» Page text:

# Unusual DMBOOT Problem



## slemaker (Aug 25, 2005)

I am getting the Event ID 3 dmboot error:

"Failed to start volume Volume1 (D"

where D: is neither my system nor my boot drive. Because this does not exactly match the circumstances described in the MS article, "System or Boot Disk Listed as Dynamic Unreadable in Disk Management", I am a bit leery of performing the fix described in that article.

Here is what Disk Manager shows for my system. Note that there are TWO separate entries for the physical disk I have lettered D:

Disk0 basic - IBM_Preload (C, FAT32, healthy (system); IBM_Service [no drive letter], FAT32, healthy

Disk1 dynamic - NewD (D, NTFS, healthy

Disk2 basic - Disk2 (G, NTFS, healthy

Missing dynamic - failed

The main paging file and most applications reside on D: and all are working just fine.

The article mentions three registry entries and values they should be set to to fix the problem (to fix the particular problem they describe):

HKEY_LOCAL_MACHINE\system\...\dmboot start: 0
(ditto) \dmio start: 0
(ditto) \dmload start: 0

My registry shows 0x4 for the dmboot start and 0 for both the others.

» Your instructions:
Continue the forum post about the DMBOOT error from the point where it stops.

» Supplied data:
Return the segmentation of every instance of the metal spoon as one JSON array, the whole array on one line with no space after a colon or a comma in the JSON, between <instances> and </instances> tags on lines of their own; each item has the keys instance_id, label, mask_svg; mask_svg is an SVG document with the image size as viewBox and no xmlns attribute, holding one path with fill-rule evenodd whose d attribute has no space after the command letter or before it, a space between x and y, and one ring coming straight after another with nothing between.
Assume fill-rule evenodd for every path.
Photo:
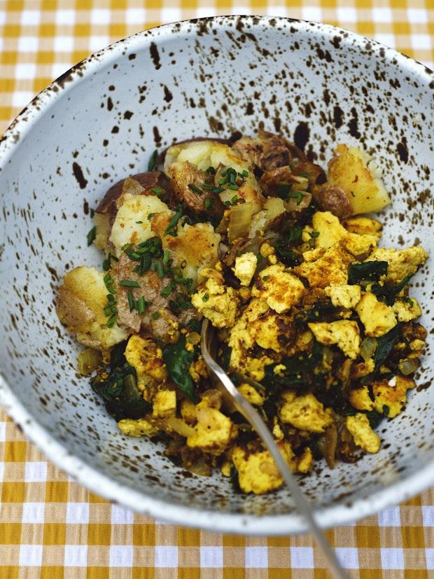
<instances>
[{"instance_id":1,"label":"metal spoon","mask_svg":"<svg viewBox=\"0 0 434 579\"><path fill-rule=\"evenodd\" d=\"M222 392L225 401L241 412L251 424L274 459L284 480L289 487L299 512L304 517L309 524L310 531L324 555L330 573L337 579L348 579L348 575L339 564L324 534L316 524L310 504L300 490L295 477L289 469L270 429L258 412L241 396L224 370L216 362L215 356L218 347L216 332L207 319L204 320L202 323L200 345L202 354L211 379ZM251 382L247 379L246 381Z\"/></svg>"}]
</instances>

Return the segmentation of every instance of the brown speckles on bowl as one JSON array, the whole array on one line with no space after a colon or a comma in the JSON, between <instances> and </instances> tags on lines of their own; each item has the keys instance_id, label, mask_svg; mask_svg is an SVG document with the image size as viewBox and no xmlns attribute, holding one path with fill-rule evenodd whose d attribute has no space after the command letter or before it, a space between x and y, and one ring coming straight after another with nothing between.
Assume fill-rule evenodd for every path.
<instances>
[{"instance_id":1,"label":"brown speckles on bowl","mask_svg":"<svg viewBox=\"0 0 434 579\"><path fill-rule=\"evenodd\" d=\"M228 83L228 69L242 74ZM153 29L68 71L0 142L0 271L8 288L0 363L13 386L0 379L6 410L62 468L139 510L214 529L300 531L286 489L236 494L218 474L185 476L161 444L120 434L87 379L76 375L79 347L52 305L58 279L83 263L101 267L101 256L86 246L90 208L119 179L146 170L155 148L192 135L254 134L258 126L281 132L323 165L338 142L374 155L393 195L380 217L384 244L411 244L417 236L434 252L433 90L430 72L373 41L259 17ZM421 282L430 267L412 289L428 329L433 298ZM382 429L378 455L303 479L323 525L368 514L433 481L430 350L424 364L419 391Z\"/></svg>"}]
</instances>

» Solved exercise:
I am, incidentally, running on Win2000 Pro and the disks are SCSI.

Any suggestions? Would it be safe to change the dmboot start value to 0 considering that my problem does not involve my boot disk?

Thanks in advance for your help.


----------



## Sparty (Jul 12, 2007)

Slemaker,

I realize this is a pretty old post, but did you ever find a solution to your problem? I am having the EXACT same issue.

Thanks.


----------



## carroll (Oct 20, 2004)

Hi Sparty -

I am no longer getting the dmboot error but, unfortunately, a lot of water has passed over the dam since 2005 and I have forgotten what I did to get rid of it. I thought that perhaps I had changed the dmboot start entry in my registry to 0, as mentioned in my 2005 message, but I just checked and it is still 0x4. Also, my physical disk #1 ("D") still has the dual personality (as shown in Disk Manager), so, I have no idea how I eliminated the error message.

If you can afford the time and effort, the best way perhaps is just to make a complete backup of the corresponding disk, delete the "missing dynamic offline" device shown in Disk Manager, reformat and remount the disk, and restore from the backup. Depending upon what's on that disk you might have to reinstall some apps.

Sorry I couldn't be of more help, and good luck.

Carroll


----------



## carroll (Oct 20, 2004)

PS -

It is just possible that deleting the "missing ..." entry in Disk Manager might, by itself, clear up the problem. I considered that but never tried it for fear that I might end up having to reinstall everything on that disk.

Carroll


----------



## Sparty (Jul 12, 2007)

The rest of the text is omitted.